Stored data:
※ ※ ※
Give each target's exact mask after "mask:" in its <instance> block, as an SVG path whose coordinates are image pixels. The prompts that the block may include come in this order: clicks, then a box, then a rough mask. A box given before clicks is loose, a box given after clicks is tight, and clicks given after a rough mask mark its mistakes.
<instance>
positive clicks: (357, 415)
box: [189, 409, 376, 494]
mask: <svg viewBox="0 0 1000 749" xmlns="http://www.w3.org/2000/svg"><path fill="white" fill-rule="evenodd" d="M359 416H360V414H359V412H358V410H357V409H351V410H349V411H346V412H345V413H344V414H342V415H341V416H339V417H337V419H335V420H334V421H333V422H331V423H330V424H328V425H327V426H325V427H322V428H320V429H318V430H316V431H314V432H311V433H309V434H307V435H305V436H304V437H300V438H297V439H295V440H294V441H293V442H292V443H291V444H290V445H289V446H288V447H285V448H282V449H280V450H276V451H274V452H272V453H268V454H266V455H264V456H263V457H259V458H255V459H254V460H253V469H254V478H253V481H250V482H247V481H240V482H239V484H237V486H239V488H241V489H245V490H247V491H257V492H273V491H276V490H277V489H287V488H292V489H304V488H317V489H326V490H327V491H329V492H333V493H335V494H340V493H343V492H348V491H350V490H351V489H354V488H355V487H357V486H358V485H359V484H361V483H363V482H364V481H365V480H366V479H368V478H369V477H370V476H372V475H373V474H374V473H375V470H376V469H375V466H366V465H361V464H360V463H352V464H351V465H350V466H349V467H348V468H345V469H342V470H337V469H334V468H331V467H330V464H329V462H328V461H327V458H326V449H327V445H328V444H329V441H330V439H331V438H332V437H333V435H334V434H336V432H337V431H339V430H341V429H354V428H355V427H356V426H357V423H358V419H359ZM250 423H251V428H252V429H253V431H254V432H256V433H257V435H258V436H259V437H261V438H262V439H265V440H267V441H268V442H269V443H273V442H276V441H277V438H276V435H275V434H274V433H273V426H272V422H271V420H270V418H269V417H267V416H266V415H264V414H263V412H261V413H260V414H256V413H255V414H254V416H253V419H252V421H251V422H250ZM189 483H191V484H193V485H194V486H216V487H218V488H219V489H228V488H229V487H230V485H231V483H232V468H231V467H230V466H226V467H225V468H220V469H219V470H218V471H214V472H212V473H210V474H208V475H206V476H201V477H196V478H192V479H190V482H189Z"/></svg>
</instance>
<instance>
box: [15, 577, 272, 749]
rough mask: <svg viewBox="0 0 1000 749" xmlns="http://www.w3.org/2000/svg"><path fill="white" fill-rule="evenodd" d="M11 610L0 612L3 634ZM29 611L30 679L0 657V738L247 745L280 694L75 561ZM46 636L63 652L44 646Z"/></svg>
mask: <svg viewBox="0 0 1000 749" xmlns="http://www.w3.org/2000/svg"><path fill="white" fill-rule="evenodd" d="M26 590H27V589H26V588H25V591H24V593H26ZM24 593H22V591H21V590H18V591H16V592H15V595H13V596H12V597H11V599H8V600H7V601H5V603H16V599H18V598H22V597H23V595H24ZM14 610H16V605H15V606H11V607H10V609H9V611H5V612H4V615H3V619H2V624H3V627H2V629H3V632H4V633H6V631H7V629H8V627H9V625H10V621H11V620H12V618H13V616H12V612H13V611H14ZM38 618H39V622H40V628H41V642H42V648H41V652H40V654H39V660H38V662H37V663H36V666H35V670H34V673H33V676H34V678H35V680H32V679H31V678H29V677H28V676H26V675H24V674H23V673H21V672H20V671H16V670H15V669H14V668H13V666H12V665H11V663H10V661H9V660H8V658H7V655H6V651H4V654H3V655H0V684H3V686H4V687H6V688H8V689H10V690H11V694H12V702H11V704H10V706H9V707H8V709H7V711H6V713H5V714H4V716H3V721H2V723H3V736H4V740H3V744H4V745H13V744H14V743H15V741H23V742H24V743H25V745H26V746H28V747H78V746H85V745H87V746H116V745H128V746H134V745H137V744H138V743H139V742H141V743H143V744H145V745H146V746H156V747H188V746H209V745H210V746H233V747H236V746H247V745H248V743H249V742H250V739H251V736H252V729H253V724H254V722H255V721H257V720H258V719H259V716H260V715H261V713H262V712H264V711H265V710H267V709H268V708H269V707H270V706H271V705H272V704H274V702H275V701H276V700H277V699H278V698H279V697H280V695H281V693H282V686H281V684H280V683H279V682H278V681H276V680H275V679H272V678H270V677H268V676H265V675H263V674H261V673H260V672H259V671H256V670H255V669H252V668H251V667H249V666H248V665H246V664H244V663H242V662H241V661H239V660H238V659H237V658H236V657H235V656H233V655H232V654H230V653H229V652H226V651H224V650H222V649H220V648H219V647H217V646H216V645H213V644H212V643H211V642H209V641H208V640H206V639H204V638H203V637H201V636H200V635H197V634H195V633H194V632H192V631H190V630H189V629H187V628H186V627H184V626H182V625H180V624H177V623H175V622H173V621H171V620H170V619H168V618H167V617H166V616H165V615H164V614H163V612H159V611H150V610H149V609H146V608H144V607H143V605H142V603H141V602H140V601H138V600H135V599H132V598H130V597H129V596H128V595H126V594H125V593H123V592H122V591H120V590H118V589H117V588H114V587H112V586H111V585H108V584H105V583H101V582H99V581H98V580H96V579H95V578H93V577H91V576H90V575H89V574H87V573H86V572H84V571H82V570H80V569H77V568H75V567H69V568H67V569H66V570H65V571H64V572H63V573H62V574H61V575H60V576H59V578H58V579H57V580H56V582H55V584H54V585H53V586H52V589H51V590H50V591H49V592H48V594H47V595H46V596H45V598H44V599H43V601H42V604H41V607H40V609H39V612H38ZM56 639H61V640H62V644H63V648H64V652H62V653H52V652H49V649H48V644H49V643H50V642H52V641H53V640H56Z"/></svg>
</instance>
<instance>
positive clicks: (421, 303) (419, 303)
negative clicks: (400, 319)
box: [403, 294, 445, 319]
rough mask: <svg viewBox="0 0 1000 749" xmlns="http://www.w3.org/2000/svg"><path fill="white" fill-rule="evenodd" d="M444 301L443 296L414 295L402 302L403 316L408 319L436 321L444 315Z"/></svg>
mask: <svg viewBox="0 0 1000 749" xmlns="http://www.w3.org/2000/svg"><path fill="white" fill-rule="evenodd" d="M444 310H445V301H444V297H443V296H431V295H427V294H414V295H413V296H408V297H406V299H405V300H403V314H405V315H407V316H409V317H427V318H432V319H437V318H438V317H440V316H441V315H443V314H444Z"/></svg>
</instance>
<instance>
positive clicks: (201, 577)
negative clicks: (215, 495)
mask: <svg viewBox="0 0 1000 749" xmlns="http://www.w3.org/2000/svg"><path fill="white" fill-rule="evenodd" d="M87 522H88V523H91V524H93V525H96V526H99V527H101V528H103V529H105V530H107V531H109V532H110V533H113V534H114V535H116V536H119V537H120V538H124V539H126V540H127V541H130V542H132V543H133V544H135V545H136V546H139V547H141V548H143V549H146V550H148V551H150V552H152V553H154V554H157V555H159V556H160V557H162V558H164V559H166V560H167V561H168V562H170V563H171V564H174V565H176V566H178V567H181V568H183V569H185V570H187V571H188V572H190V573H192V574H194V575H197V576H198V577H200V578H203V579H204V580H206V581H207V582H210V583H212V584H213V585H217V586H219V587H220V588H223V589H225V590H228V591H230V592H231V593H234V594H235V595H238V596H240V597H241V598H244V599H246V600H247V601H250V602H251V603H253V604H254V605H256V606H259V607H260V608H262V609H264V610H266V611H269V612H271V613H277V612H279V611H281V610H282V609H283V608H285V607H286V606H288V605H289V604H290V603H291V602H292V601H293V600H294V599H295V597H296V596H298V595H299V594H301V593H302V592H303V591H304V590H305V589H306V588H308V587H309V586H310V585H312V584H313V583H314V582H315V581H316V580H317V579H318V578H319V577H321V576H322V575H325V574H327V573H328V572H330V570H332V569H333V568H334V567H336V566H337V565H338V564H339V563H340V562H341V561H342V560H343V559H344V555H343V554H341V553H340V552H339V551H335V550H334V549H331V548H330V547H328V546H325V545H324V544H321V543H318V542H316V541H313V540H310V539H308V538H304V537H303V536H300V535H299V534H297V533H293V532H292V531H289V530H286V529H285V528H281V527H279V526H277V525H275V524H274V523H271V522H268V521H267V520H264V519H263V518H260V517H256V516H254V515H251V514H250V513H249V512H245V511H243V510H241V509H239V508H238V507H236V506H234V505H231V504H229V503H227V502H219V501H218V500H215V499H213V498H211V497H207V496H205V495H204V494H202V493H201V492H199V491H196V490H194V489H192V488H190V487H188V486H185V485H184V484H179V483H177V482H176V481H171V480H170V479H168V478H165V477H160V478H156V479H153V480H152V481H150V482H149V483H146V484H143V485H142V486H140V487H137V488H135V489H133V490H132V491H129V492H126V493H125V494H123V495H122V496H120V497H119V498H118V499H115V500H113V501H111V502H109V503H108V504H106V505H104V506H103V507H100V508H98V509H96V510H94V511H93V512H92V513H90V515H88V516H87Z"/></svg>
※ ※ ※
:: Work item ::
In the entries above, find each line that includes the string "positive" and copy it.

:: Answer for the task ::
positive clicks: (357, 415)
positive clicks: (421, 303) (419, 303)
positive clicks: (201, 577)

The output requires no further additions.